(Consegna): Nel testo sulla farmacovigilanza dei vaccini, con quale nome gli addetti ai lavori indicano la raccolta delle segnalazioni di reazioni avverse ai farmaci?

(Testo di lettura):
★ ★ ★ ★ ★

Socio ALDAI-Federmanager, Membro Progetto Prevenzione ALDAI
Come riportato in un precedente articolo su questa Rivista, lo sviluppo di questi vaccini è stato estremamente veloce e la loro approvazione da parte degli organi regolatori è stata su base condizionale, un’autorizzazione prevista in situazioni emergenziali di salute pubblica.

Questa autorizzazione richiede un’inequivocabile dimostrazione di un rapporto positivo beneficio-rischio con l’impegno da parte delle Aziende di fornire ulteriori dati entro date ben precise. E qui entra in gioco l’istituto della Farmacovigilanza. 

In Italia, l’ AIFA promuove una rete nazionale di Farmacovigilanza che ha il compito di raccogliere da organi preposti, ma anche da singoli cittadini, le segnalazione di reazioni avverse ai farmaci. È quella che dagli addetti ai lavori viene chiamata la Fase 4, che segue le tre fasi cliniche necessarie ad ottenere l’autorizzazione all’immissione in commercio.

★ ★ ★ ★ ★

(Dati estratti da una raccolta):
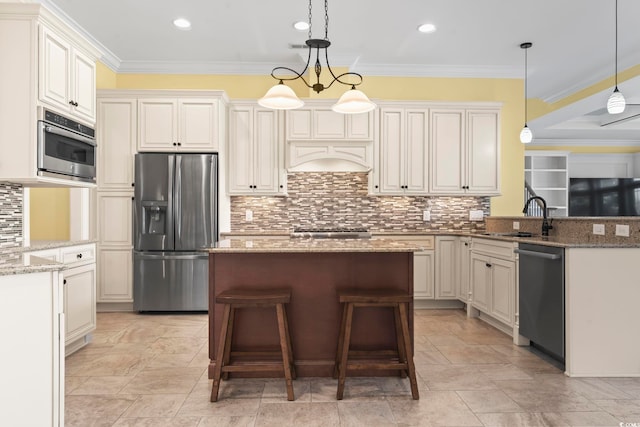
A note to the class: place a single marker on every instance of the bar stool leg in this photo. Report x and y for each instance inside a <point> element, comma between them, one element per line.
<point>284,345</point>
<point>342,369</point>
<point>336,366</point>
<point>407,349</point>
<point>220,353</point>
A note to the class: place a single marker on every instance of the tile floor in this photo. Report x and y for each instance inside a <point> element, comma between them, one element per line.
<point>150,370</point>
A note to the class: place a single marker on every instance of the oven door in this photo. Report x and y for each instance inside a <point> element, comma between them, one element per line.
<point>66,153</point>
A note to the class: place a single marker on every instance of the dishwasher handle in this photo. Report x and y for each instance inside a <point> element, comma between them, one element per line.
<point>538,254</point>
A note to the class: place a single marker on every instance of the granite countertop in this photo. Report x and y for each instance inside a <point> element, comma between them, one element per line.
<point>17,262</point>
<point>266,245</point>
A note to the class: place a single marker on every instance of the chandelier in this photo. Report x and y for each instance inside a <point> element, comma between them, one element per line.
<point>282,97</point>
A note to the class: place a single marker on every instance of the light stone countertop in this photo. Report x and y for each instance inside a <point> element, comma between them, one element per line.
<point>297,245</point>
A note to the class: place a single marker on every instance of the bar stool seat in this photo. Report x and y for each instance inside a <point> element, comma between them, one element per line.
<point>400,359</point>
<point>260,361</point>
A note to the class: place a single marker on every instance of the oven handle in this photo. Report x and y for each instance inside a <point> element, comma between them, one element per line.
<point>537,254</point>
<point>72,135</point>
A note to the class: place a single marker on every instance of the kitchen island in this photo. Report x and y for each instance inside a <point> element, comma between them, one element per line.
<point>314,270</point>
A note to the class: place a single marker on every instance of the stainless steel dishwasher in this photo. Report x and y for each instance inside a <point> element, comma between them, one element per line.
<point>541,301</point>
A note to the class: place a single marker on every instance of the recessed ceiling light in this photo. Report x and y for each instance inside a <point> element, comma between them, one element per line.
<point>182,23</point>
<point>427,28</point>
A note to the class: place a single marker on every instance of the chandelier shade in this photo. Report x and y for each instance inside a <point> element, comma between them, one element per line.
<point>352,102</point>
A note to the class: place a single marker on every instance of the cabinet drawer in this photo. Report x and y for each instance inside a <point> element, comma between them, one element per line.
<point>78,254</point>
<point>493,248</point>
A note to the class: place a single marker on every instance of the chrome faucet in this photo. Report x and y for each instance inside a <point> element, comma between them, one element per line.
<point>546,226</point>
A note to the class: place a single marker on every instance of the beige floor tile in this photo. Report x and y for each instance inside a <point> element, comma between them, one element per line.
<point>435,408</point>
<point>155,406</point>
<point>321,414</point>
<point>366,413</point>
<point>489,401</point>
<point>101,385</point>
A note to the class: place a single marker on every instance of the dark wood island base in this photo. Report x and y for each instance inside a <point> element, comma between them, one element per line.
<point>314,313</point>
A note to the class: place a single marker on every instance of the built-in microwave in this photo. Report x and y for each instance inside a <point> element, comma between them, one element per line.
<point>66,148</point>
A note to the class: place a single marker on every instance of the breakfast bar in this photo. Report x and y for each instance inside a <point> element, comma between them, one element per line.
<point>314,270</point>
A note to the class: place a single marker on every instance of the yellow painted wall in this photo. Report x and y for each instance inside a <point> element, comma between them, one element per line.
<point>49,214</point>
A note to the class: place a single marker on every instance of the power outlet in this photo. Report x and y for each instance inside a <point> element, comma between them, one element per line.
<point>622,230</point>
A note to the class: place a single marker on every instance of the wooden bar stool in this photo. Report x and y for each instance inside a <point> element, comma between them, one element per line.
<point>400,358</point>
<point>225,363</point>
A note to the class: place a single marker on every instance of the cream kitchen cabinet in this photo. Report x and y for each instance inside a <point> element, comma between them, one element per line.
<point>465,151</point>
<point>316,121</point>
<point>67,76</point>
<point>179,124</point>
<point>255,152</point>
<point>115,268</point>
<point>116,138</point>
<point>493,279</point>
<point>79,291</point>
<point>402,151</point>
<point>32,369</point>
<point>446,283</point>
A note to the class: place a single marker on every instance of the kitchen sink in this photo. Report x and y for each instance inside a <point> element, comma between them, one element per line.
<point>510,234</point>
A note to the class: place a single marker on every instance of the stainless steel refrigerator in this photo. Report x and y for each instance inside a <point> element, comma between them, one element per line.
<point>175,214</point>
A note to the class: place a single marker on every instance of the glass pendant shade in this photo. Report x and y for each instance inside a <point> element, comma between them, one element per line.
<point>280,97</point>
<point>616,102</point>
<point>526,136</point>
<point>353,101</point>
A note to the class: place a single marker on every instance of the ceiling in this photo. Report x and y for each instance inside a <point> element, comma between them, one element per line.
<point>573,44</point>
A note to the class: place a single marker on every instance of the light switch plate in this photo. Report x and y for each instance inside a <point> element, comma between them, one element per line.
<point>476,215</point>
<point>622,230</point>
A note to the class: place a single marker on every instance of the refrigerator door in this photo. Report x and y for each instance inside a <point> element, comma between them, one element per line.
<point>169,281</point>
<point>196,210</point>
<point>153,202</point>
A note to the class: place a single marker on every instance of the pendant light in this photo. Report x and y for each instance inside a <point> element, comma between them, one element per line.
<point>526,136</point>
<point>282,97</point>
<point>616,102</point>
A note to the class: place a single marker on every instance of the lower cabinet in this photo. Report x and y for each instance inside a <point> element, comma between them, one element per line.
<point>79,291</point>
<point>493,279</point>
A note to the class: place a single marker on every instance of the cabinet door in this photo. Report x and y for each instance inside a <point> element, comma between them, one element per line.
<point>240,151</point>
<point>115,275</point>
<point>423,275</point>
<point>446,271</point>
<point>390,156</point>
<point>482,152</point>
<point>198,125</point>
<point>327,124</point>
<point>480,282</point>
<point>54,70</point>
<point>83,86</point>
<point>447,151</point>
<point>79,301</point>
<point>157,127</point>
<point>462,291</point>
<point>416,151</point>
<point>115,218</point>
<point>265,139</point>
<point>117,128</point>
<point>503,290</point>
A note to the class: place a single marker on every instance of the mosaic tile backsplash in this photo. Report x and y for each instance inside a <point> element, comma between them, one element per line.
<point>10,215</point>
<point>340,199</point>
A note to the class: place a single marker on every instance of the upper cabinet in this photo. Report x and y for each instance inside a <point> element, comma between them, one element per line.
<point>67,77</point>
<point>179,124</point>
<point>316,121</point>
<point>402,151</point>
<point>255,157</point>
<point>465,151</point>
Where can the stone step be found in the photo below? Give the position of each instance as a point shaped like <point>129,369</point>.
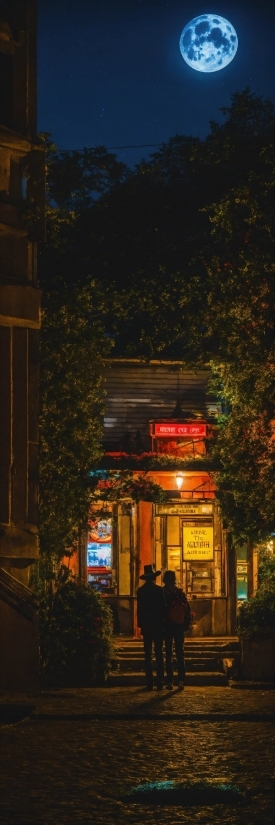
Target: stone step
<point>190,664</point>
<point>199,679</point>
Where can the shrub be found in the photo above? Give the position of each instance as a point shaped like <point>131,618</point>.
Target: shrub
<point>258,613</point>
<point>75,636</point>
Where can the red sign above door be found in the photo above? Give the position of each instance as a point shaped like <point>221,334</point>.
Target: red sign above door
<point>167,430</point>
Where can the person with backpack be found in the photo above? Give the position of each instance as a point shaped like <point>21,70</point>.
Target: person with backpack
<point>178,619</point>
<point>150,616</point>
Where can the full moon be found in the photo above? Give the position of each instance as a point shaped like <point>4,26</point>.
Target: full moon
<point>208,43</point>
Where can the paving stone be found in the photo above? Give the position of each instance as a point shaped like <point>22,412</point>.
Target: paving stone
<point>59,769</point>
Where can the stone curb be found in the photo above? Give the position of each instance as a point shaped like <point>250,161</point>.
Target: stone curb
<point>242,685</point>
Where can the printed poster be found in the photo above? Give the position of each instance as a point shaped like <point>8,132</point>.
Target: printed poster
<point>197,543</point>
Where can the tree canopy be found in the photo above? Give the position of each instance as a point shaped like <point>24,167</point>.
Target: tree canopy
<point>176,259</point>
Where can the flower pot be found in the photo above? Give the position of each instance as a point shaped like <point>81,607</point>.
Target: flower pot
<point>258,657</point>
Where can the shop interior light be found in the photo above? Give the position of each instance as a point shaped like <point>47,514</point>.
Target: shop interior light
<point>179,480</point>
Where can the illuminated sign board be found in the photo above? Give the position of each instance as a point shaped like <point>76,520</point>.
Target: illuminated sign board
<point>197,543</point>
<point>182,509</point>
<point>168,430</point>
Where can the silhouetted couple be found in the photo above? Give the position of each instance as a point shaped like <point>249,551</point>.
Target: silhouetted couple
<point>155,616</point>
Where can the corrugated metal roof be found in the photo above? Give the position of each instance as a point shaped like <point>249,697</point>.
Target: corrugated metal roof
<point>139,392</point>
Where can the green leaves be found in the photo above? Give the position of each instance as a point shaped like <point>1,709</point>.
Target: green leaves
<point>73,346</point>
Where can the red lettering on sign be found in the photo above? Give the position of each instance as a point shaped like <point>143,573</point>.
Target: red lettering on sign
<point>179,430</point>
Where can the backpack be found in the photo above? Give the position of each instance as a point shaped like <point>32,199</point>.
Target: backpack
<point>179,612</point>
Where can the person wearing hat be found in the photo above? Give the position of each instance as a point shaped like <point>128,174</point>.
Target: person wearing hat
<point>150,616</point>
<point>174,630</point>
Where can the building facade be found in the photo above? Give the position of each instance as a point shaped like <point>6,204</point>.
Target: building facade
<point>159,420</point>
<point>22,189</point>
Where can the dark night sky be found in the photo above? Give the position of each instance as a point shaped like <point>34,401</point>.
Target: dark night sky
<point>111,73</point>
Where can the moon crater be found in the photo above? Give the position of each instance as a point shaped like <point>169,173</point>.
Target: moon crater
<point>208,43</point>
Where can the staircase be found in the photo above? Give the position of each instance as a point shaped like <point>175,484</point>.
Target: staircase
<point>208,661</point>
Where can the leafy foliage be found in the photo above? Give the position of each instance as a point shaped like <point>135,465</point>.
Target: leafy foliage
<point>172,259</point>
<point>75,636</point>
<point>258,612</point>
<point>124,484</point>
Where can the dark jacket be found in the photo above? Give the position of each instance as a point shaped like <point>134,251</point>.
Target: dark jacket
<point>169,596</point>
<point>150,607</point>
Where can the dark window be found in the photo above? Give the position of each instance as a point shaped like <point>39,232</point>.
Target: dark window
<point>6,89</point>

★ ★ ★ ★ ★

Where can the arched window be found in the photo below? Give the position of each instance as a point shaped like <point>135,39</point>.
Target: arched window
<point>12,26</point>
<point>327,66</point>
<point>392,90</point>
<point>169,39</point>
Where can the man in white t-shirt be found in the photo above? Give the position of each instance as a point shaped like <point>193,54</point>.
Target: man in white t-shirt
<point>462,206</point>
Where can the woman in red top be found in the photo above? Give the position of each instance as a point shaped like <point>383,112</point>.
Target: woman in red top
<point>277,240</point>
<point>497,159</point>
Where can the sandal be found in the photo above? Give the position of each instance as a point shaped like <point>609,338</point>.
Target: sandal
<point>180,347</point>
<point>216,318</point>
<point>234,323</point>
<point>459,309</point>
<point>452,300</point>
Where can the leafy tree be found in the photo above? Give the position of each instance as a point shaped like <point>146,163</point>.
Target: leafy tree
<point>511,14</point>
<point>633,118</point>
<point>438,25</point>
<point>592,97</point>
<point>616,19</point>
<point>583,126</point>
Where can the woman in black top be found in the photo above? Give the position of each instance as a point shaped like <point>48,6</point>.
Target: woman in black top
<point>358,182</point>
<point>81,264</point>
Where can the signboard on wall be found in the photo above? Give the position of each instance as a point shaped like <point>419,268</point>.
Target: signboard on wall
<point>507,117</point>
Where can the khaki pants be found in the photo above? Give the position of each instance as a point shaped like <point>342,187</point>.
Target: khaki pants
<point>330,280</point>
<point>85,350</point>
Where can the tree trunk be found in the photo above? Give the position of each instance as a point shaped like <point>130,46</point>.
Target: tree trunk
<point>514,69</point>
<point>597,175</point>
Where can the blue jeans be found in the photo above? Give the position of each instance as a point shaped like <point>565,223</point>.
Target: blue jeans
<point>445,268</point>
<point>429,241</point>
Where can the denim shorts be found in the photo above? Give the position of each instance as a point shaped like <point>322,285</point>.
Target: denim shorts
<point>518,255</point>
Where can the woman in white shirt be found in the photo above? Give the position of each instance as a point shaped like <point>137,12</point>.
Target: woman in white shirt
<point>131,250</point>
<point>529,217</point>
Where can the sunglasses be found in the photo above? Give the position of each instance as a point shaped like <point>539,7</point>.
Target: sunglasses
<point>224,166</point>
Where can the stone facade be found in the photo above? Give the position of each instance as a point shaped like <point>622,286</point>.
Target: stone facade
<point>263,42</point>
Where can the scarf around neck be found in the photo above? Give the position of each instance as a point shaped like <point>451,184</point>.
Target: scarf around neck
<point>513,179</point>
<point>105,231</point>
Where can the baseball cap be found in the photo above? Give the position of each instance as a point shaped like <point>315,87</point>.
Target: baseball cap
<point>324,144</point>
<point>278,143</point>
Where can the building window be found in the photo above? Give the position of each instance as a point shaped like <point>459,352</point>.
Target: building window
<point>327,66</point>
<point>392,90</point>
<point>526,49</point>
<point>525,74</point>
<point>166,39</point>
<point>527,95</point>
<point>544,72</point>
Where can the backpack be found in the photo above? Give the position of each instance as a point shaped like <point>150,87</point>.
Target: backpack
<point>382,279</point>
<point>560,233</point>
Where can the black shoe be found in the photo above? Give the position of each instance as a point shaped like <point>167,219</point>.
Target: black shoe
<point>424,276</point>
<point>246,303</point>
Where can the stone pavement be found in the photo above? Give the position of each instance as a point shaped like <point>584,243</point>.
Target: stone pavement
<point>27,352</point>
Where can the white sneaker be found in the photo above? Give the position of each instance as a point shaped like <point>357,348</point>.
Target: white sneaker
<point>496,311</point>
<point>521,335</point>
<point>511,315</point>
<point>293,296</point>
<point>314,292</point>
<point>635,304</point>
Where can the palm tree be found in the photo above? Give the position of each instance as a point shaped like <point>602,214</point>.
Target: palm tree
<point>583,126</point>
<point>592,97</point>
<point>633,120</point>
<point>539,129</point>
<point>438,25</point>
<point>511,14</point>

★ ★ ★ ★ ★

(Soluzione): La chiamano Fase 4.